(Collection entries)
# # # # #

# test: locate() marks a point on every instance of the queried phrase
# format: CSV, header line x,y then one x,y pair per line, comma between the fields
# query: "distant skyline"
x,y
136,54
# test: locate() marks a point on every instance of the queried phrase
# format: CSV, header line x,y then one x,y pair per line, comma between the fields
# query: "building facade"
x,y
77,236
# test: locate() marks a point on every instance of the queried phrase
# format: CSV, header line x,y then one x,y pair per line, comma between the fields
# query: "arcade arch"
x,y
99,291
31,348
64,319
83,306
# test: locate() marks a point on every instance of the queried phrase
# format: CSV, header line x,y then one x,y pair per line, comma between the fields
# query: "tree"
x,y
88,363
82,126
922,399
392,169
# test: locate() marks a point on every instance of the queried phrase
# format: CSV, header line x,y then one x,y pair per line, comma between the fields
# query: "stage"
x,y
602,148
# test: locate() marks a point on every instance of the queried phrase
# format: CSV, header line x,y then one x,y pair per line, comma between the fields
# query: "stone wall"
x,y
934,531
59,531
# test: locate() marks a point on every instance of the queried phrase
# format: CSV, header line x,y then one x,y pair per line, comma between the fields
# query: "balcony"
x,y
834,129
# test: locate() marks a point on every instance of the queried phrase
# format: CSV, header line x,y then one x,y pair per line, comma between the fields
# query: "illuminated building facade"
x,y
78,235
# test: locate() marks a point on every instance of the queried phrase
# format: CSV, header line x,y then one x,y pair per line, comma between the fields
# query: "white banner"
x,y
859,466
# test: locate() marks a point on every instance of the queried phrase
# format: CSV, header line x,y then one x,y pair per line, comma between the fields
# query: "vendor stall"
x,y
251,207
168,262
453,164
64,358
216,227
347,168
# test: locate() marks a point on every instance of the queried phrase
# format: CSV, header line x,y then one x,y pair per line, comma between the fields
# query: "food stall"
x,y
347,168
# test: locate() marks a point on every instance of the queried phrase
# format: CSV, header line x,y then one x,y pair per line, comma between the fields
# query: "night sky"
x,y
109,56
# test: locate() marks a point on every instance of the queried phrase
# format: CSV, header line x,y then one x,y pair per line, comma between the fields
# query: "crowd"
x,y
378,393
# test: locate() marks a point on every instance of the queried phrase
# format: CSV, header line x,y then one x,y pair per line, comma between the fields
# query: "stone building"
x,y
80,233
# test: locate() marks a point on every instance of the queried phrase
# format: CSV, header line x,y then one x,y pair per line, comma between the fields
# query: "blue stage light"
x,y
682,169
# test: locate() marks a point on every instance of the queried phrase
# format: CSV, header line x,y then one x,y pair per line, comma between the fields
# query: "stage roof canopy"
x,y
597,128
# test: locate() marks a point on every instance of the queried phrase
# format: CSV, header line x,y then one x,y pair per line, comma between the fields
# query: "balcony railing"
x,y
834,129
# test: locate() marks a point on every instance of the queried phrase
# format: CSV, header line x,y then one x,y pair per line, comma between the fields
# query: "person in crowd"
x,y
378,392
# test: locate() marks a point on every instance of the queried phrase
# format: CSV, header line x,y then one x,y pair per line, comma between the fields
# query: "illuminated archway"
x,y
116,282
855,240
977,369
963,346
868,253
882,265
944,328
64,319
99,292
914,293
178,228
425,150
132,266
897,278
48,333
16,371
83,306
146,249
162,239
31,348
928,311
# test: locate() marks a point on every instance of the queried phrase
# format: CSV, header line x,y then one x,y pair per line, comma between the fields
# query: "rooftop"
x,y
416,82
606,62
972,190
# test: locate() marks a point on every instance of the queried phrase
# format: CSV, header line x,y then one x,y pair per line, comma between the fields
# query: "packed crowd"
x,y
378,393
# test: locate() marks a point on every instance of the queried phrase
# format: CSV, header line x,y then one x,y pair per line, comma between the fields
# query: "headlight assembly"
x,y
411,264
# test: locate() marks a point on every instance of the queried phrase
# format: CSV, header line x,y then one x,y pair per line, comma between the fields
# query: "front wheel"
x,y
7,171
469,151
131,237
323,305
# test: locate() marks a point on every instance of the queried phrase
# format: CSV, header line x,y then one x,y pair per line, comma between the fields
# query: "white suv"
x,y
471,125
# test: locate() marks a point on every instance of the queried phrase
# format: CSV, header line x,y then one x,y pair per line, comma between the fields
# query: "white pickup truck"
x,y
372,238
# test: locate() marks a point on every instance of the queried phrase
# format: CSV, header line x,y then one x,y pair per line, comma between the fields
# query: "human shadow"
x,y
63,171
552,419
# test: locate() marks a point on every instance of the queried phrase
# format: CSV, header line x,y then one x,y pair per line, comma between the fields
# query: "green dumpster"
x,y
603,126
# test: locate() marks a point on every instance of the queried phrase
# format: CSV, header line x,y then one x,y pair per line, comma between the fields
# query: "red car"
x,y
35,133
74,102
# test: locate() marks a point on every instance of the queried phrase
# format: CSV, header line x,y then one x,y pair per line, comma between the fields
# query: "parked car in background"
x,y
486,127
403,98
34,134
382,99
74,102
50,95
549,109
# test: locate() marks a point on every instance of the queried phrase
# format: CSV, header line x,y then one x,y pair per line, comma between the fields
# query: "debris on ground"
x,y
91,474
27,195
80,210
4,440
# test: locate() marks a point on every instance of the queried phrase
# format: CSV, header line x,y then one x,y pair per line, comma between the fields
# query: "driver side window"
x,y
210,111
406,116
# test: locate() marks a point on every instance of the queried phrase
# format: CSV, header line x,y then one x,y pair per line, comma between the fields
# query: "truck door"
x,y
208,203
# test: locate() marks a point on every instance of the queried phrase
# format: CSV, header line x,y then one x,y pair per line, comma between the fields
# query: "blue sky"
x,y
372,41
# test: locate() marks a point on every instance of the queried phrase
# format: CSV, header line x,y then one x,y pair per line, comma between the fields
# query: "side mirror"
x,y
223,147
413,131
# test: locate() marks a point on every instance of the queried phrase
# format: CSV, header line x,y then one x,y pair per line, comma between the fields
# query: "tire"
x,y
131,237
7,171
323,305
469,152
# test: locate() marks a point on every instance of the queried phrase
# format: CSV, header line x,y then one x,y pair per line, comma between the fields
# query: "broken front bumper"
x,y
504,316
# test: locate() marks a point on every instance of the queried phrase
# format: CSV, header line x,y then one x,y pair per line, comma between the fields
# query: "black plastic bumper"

# # # # #

Written problem: Generate an exact reproduction of all entries.

Solution for this exercise:
# test: locate() marks a point on every instance of the queried phrase
# format: CSV, header line x,y then one x,y pair per line, comma between the fields
# query: "distant skyline"
x,y
136,54
# test: locate() marks a point on every instance of the queried phrase
# format: CSV, header line x,y then one x,y pair per line, comma between the fields
# query: "building facade"
x,y
77,236
# test: locate() marks a point on every instance of the queried phrase
# format: CSV, header line x,y then one x,y pair per line, comma between the fields
# query: "arcade arch"
x,y
99,291
31,348
64,319
83,306
# test: locate() marks a point on every instance of the queried phrase
# format: CSV, header line x,y then one x,y pair per line, comma between the fields
# query: "tree"
x,y
88,363
82,126
922,399
392,169
# test: locate() marks a point on every instance of the queried phrase
# format: CSV, header line x,y then one x,y pair per line, comma between the fields
# query: "stage"
x,y
602,148
# test: locate() marks a point on every instance of the queried phrase
# format: CSV, header line x,y then one x,y pair per line, comma between the fields
# query: "stone wall"
x,y
934,531
59,531
# test: locate() marks a point on every instance of the queried phrase
# format: CSV, header line x,y then one x,y pair per line, comma between the fields
# query: "balcony"
x,y
834,129
# test: locate() marks a point on every instance of the queried phrase
# format: CSV, header line x,y then one x,y pair per line, comma between the fields
# query: "illuminated building facade"
x,y
78,235
# test: locate() marks a point on every instance of the queried phrase
# format: CSV, header line x,y then one x,y pair per line, comma between the fields
# query: "white banner"
x,y
859,466
# test: locate() marks a point on every instance of the queried phrase
# format: CSV, header line x,y then one x,y pair per line, comma between the fields
# query: "vendor stall"
x,y
251,207
168,262
453,164
64,358
216,227
347,168
# test: locate() marks a point on every instance of the queried phrase
# format: CSV, header line x,y then one x,y pair per line, comma between the fields
# query: "food stall"
x,y
347,168
# test: locate() marks a point on every instance of the queried phrase
# format: CSV, header line x,y then one x,y pair per line, comma between the fields
# query: "night sky"
x,y
109,56
# test: locate() marks a point on every instance of the queried phrase
# format: CSV, header line x,y then one x,y pair per line, comma between the fields
# query: "crowd"
x,y
378,393
# test: locate() marks a point on every instance of the queried phrase
# format: CSV, header line x,y then one x,y pair per line, comma between the fields
# query: "stone building"
x,y
80,233
# test: locate() marks a point on every instance of the queried phrase
# format: CSV, header line x,y then one x,y pair per line, comma between the fields
# query: "blue stage light"
x,y
682,169
# test: locate() marks a point on every instance of the queried phrase
# format: CSV, header line x,y then one x,y pair per line, comma between the fields
# query: "stage roof canopy"
x,y
597,128
# test: locate() marks a point on every instance of the queried phrase
# format: CSV, header line x,y then one x,y pair per line, comma between the fields
# query: "balcony railing"
x,y
834,129
# test: locate() marks a point on every instance of the queried phrase
# format: CSV, header line x,y then one x,y pair per line, comma between the fields
# query: "person in crowd"
x,y
378,392
# test: locate() marks a point on every instance of the queried phrase
# format: CSV, header line x,y then one x,y pair per line, comma between the fields
# query: "illuminated archway"
x,y
116,282
855,240
977,369
963,346
868,253
882,265
944,328
64,319
99,292
914,293
178,228
425,150
132,266
897,278
48,333
16,371
83,306
146,249
162,239
31,348
928,311
# test: locate() marks a point on every instance of the queried phrase
# format: CSV, header line x,y then one x,y pair per line, comma between the fields
# query: "rooftop"
x,y
416,82
606,62
972,190
# test: locate() marks a point on every instance of the queried phrase
# format: CSV, header line x,y then one x,y pair per line, comma between the fields
# query: "packed crowd"
x,y
378,393
# test: locate() marks a point on every instance of the queried phrase
# format: CSV, header line x,y then one x,y pair per line, comma between the fields
# query: "headlight assembly"
x,y
411,264
# test: locate() marks a point on every instance of the queried phrase
# format: CSV, header line x,y then one x,y pair per line, comma between the fields
# query: "front wheel"
x,y
7,171
469,151
131,237
323,305
# test: locate() marks a point on every instance of the queried phrase
# format: CSV, header line x,y then one x,y pair per line, comma between the fields
# query: "white suv"
x,y
471,125
# test: locate() marks a point on every instance of the queried phrase
# format: CSV, header line x,y then one x,y pair per line, comma between the fields
# query: "white pickup truck"
x,y
372,238
# test: locate() marks a point on every instance of the queried phrase
# format: CSV, header line x,y then one x,y pair per line, comma between the fields
# query: "human shadow"
x,y
63,171
552,419
# test: locate() marks a point on every instance of the queried phrase
# format: CSV, header line x,y then one x,y pair per line, comma between the fields
# query: "green dumpster"
x,y
603,126
# test: locate() marks a point on every instance of the queried phrase
# format: CSV, header line x,y then one x,y pair per line, comma between the fields
# query: "red car"
x,y
35,133
74,102
# test: locate() marks a point on every instance of the queried phrase
# format: CSV, header line x,y then one x,y pair per line, comma between the fields
# query: "parked car in background"
x,y
486,127
403,98
34,134
382,99
74,102
50,95
549,109
# test: locate() marks a point on every instance of the queried phrase
# format: CSV, header line x,y then one x,y pair per line, comma between the fields
# query: "debris on ground"
x,y
91,474
27,195
80,210
4,440
# test: locate() marks a point on every instance of the queried phrase
# format: CSV, header line x,y then one x,y pair per line, comma between the fields
# query: "driver side window"
x,y
210,111
406,116
# test: locate() marks a point on every instance of the queried phrase
# format: CSV, header line x,y then one x,y pair per line, comma between the fields
# query: "truck door"
x,y
208,203
# test: locate() marks a point on every instance of the queried phrase
# format: CSV, header line x,y then one x,y pair per line, comma between the fields
# query: "blue sky"
x,y
372,41
# test: locate() marks a point on every instance of the queried phrase
# format: CSV, header line x,y then one x,y pair per line, comma between the fields
# query: "side mirror"
x,y
223,147
413,131
# test: locate() marks a point on every instance of the queried phrase
# format: CSV, header line x,y then one x,y pair per line, comma between the fields
# query: "tire"
x,y
131,237
7,171
323,305
469,152
# test: locate() marks a point on every instance of the queried phrase
# format: CSV, header line x,y then one x,y pair per line, comma between the fields
# query: "broken front bumper"
x,y
504,316
# test: locate() marks a point on every instance of the queried phrase
# format: CSV, header line x,y then one x,y pair per line, comma between the fields
# query: "black plastic bumper"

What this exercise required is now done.